## What to work on
Gather every line of the records below that contains the word "Could", treating uppercase and lowercase letters as different.

(Source records)
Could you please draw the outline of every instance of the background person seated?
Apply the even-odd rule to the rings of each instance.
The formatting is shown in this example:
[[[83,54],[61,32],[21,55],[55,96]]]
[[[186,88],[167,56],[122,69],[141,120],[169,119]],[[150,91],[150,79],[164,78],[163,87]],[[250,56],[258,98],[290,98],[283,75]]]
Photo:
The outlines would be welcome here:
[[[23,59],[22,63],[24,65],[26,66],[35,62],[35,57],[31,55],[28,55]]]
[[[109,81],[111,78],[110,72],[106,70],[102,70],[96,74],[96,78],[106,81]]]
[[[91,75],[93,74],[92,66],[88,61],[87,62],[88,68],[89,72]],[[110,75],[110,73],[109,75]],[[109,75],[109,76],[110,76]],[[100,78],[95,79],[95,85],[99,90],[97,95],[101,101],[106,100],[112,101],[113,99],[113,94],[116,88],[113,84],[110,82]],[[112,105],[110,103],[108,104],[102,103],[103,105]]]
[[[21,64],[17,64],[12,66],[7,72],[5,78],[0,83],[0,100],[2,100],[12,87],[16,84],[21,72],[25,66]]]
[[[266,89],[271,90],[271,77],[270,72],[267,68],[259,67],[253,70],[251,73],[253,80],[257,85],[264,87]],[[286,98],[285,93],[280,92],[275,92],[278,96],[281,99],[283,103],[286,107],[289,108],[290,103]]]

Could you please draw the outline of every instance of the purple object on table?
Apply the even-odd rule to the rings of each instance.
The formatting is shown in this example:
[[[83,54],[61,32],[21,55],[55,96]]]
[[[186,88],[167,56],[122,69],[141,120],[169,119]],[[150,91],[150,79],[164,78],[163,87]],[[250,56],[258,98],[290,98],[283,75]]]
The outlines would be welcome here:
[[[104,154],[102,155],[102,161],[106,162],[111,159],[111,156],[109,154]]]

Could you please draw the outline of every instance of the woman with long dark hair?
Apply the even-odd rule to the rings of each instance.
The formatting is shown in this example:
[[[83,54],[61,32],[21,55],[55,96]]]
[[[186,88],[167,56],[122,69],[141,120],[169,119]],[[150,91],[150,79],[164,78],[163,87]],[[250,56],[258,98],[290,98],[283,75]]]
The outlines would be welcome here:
---
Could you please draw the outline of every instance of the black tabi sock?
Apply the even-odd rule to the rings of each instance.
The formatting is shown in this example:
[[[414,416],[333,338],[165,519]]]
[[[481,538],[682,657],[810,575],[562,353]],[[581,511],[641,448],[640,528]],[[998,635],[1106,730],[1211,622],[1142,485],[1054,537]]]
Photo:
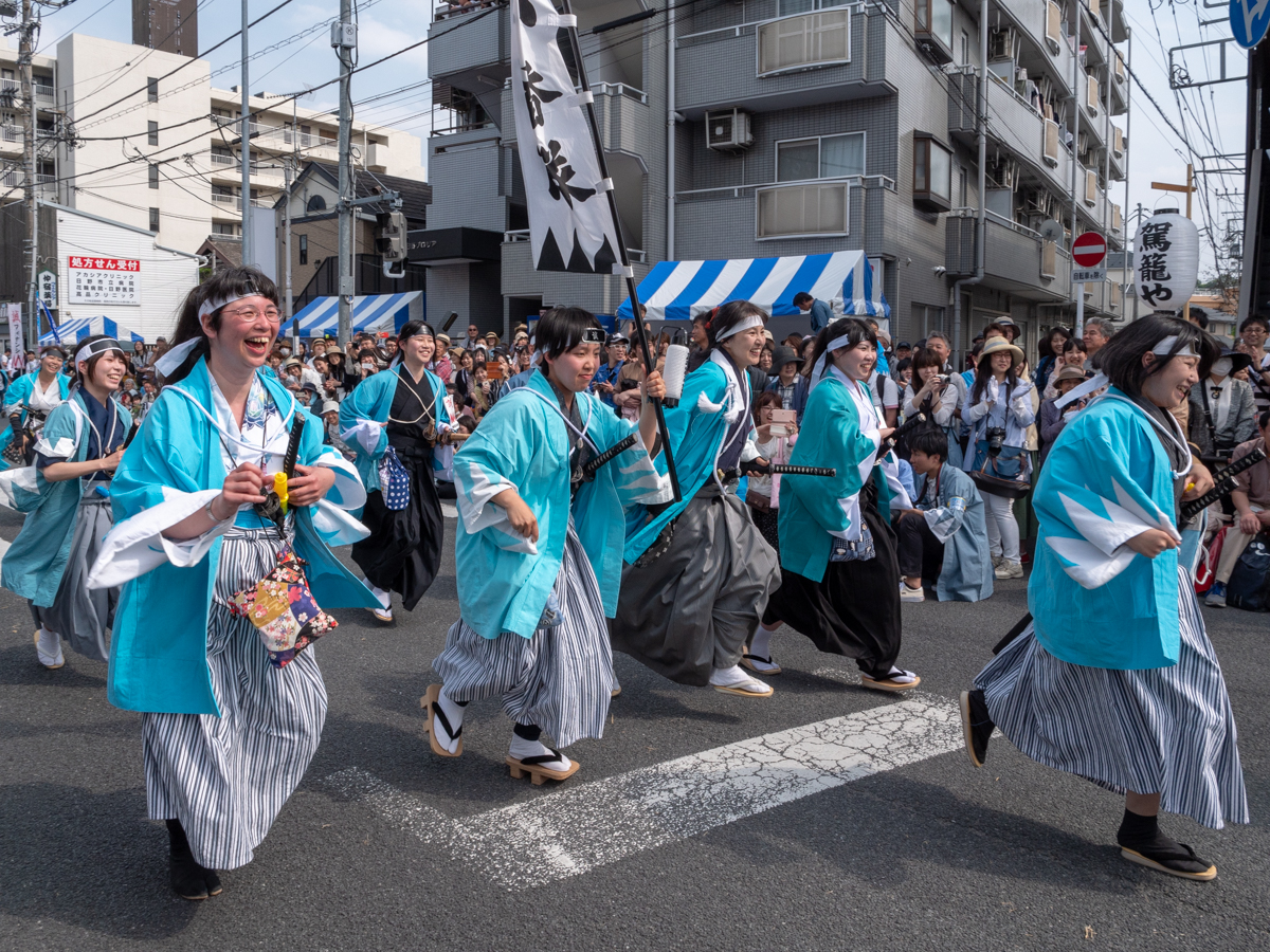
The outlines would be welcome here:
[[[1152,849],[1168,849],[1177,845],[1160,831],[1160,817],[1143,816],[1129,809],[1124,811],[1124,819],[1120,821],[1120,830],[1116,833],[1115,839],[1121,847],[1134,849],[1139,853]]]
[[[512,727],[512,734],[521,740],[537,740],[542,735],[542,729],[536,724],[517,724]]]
...
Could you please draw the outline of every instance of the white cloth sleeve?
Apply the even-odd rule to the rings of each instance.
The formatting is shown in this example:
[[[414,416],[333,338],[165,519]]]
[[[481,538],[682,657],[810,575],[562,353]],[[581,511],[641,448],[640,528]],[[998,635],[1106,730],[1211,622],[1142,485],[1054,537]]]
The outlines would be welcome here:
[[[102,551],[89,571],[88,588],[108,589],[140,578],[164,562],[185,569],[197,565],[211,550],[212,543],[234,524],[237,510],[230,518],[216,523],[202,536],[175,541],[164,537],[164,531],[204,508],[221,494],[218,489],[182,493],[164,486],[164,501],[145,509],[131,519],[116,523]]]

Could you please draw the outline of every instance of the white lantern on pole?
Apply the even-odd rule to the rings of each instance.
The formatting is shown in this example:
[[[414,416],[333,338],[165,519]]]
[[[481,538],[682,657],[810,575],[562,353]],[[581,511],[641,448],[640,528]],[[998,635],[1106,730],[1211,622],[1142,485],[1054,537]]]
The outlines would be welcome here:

## Problem solution
Could you please draw the outline of every instance of the background person seated?
Could you please draw the outline of every instance of the purple object on table?
Could you please draw the outline of every instance of the woman with long dark hair?
Could you please draw the outline of every instance of the black tabi sock?
Could you please draw the outline of every instance of the white cloth sleeve?
Could you please draw the outline of every instance of the white lantern on pole?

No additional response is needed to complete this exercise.